* EXERCISE DESCRIPTION *
Reproduce the records below in full and without edits, omitting images.

* RECORDS FOR THIS EXERCISE *
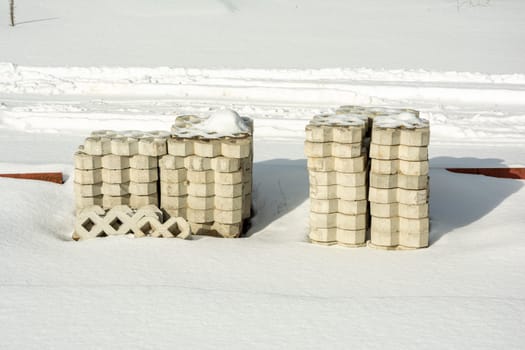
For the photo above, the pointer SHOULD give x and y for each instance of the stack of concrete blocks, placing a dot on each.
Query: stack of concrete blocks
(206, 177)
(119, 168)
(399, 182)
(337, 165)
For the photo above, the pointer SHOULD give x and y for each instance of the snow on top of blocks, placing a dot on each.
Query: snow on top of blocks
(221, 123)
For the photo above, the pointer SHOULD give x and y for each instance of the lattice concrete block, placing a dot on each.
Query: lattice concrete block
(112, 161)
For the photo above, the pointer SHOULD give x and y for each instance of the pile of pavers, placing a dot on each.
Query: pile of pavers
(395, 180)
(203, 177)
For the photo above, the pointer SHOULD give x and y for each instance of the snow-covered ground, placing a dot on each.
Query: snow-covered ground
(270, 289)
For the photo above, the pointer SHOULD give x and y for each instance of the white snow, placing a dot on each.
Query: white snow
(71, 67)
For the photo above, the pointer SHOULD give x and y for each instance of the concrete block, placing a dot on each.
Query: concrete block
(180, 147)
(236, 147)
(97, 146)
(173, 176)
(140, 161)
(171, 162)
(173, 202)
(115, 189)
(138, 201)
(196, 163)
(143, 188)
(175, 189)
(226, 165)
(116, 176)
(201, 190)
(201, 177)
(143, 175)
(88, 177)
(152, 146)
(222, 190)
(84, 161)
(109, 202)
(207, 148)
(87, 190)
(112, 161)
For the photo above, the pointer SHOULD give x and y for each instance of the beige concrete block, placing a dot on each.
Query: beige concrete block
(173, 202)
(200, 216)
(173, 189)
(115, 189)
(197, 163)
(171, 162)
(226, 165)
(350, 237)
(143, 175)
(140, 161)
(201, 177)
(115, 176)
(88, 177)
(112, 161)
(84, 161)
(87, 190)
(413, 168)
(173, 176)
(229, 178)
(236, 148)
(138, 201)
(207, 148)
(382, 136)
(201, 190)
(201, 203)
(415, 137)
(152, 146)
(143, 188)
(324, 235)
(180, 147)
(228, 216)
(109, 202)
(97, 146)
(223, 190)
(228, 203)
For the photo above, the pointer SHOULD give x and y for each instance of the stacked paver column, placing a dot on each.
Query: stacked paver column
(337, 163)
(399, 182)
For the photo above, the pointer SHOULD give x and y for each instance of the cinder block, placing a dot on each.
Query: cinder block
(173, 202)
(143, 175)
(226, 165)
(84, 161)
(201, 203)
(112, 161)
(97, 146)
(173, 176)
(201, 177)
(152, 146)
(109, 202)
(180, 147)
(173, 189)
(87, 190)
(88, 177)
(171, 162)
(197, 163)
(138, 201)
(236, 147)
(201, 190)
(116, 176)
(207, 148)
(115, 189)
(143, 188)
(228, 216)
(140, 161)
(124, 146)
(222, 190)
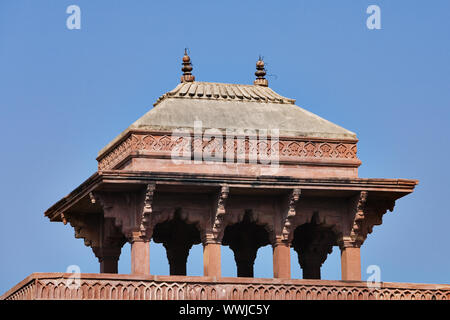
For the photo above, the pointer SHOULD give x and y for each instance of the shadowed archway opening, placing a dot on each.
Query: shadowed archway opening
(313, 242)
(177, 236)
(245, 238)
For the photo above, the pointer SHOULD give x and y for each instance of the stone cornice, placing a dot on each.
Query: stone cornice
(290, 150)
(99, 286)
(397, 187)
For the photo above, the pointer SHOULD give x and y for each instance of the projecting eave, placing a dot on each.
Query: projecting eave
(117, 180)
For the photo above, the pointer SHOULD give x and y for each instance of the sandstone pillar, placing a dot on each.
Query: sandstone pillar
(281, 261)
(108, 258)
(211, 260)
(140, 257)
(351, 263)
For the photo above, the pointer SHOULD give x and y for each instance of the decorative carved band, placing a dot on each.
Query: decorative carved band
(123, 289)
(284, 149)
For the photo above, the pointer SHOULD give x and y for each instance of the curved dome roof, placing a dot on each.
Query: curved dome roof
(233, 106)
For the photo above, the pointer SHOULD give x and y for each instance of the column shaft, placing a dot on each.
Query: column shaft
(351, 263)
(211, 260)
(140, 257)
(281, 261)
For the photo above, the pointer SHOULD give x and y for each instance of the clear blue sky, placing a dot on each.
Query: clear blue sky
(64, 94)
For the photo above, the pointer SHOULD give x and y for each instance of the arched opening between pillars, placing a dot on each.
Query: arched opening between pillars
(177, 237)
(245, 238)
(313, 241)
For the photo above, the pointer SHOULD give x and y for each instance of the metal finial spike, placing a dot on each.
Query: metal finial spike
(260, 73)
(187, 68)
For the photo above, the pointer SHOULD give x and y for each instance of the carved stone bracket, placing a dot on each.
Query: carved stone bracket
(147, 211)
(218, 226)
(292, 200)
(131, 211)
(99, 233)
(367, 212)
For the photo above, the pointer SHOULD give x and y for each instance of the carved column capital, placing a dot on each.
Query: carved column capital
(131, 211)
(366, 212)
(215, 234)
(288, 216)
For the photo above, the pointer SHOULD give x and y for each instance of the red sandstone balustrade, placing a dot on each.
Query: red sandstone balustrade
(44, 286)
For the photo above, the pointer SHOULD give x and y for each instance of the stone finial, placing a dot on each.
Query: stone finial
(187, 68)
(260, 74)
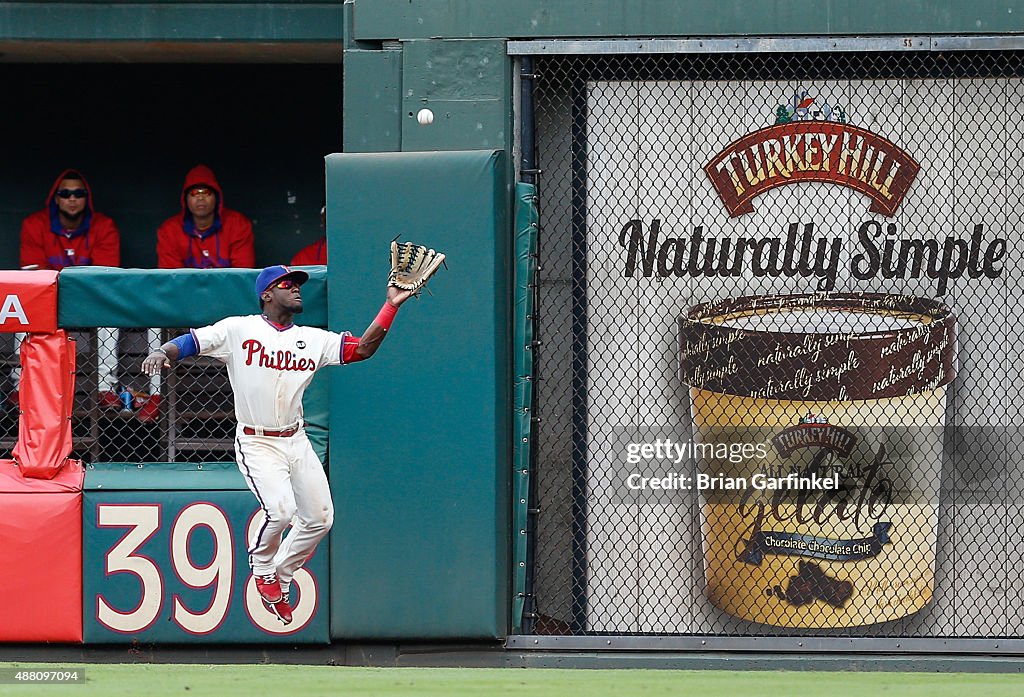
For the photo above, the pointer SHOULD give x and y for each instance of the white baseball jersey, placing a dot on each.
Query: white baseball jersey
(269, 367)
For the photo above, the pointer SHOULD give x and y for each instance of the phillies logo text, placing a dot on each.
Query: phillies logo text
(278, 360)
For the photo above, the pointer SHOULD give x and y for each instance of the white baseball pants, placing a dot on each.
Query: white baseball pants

* TASK SOLUTION *
For the photo above, the pointer SHOULD give x and y for each instance of the stack of concrete blocks, placing a dot on each.
Query: stack of concrete blocks
(206, 177)
(119, 168)
(399, 182)
(337, 165)
For the photo above, the pointer SHOULD give x and y for each instance of the snow on top of blocks, placing a dot on each.
Query: snow on top of blocks
(221, 123)
For the photo above, the pointer SHOULD give x and y for each instance of the lattice concrete block, placing a dot on each.
Query: lattice concrete block
(112, 161)
For the photo above, the pointer SHOULD give x and y for each instance of the pile of pavers, placing a dot on each.
Query: pile of pavers
(395, 180)
(203, 177)
For the photo above, the pointer SHOULD give x and y for each instance of the snow-covered ground, placing a dot on each.
Query: snow-covered ground
(270, 289)
For the photo above, the pointer SHOULD give x and y for each instance of the white snow, placing a dot on each.
Query: white snow
(71, 67)
For the photo above, the pointer SHOULD give x and y for each instance of the concrete block, placing a dot on each.
Query: concrete block
(180, 147)
(236, 147)
(97, 146)
(173, 176)
(140, 161)
(171, 162)
(173, 202)
(115, 189)
(138, 201)
(196, 163)
(143, 188)
(175, 189)
(226, 165)
(116, 176)
(201, 190)
(201, 177)
(143, 175)
(88, 177)
(152, 146)
(222, 190)
(84, 161)
(109, 202)
(207, 148)
(87, 190)
(112, 161)
For the photo above, the pointer SHOULD give x and y for each instance of the beige concrete block, placing a dot on each.
Query: beige concrete block
(173, 202)
(200, 216)
(173, 189)
(115, 189)
(197, 163)
(171, 162)
(226, 165)
(350, 237)
(143, 175)
(140, 161)
(201, 177)
(115, 176)
(88, 177)
(112, 161)
(84, 161)
(87, 190)
(413, 168)
(173, 176)
(229, 178)
(236, 148)
(138, 201)
(207, 148)
(382, 136)
(201, 190)
(201, 203)
(415, 137)
(152, 146)
(143, 188)
(324, 235)
(180, 147)
(228, 216)
(109, 202)
(97, 146)
(223, 190)
(228, 203)
For the photo above, the pointer SHOULD give x and y for each instance of the stacked paver column, placing a dot on each.
Query: stacked paver column
(337, 163)
(399, 182)
For the photo above, the pointer SHOULD give x and y for each instance of the cinder block, placing a dot on each.
Query: cinder block
(173, 202)
(143, 175)
(226, 165)
(84, 161)
(201, 203)
(112, 161)
(97, 146)
(173, 176)
(201, 177)
(152, 146)
(109, 202)
(180, 147)
(173, 189)
(87, 190)
(88, 177)
(171, 162)
(197, 163)
(138, 201)
(236, 147)
(201, 190)
(116, 176)
(207, 148)
(115, 189)
(143, 188)
(228, 216)
(140, 161)
(124, 146)
(222, 190)
For the photo above, the pointer SHOULD give x and y for each instance of the shadowed archway opening, placing a dot on each.
Query: shadowed archway opening
(313, 242)
(177, 236)
(245, 238)
For the photo above, the pointer SHOULD give x and y for each instance of the stone cornice, placing a dot on each.
Query: stone cornice
(290, 150)
(99, 286)
(397, 187)
For the photo above, the pointer SHOULD give x and y for each instance of the projecting eave, placing a dot on each.
Query: projecting eave
(117, 180)
For the photo above, the pointer SHOULD give x and y for each instance of the sandstone pillar, placing a dot on each.
Query: sandstone pillar
(281, 261)
(108, 258)
(211, 260)
(140, 257)
(351, 263)
For the photo above, the pointer SHOULD give x and y for each instance of the decorative carved band, placing a dot on each.
Query: decorative carved band
(123, 289)
(284, 149)
For the photo above, the pointer SHOULD give x and y for each instance of the curved dome roof, placing a dot on each.
Query: curved dome roof
(233, 106)
For the photo above, the pointer SHOULD give x and y for each instance of the column shaft, placing a dot on each.
Query: column shaft
(351, 263)
(211, 260)
(140, 257)
(281, 261)
For the photo above, the pointer SHOULD give x and y for each instance of the clear blue sky, placing a dot on each.
Query: clear blue sky
(64, 94)
For the photo above, the pointer SHOULD give x and y for each instance of the arched opening between pillars, placing a dot on each.
Query: arched opening between pillars
(177, 237)
(245, 238)
(313, 241)
For the photo above, the pointer SHOULD give x and y for each instance of the metal finial spike, placing a dot on each.
Query: metal finial spike
(260, 73)
(187, 68)
For the photo above, the pointer SHOULD give x and y for each instance of the carved stone bracket, placing a dot on each.
Query: carved stone bracket
(147, 211)
(218, 226)
(292, 200)
(131, 211)
(99, 233)
(367, 212)
For the photo above, the pointer SHOULD give x and y for each instance of the carved column capital, placing a dot on each.
Query: carved column capital
(131, 211)
(366, 212)
(215, 234)
(288, 216)
For the photo above, the pointer SHOULD give x and y for each instance of the red sandstone balustrade, placing a dot on each.
Query: red sandstone balustrade
(44, 286)
For the photo above, the pointer SHOULD give x and y for each instance of the stone finial, placing a dot on each.
Query: stone finial
(187, 68)
(260, 74)
For the photo above, the pointer SHOULD give x and y for each instance of the white baseball jersey, placing a dot on each.
Query: white baseball jersey
(269, 367)
For the photo above, the pointer SHOULD give x and y for each instance of the phillies logo text, placing a dot on each.
Query: phillies logo text
(278, 360)
For the photo above, the pointer SHOULD give x and y for each instance of the white baseball pants, placing a dot on each.
Query: white baseball pants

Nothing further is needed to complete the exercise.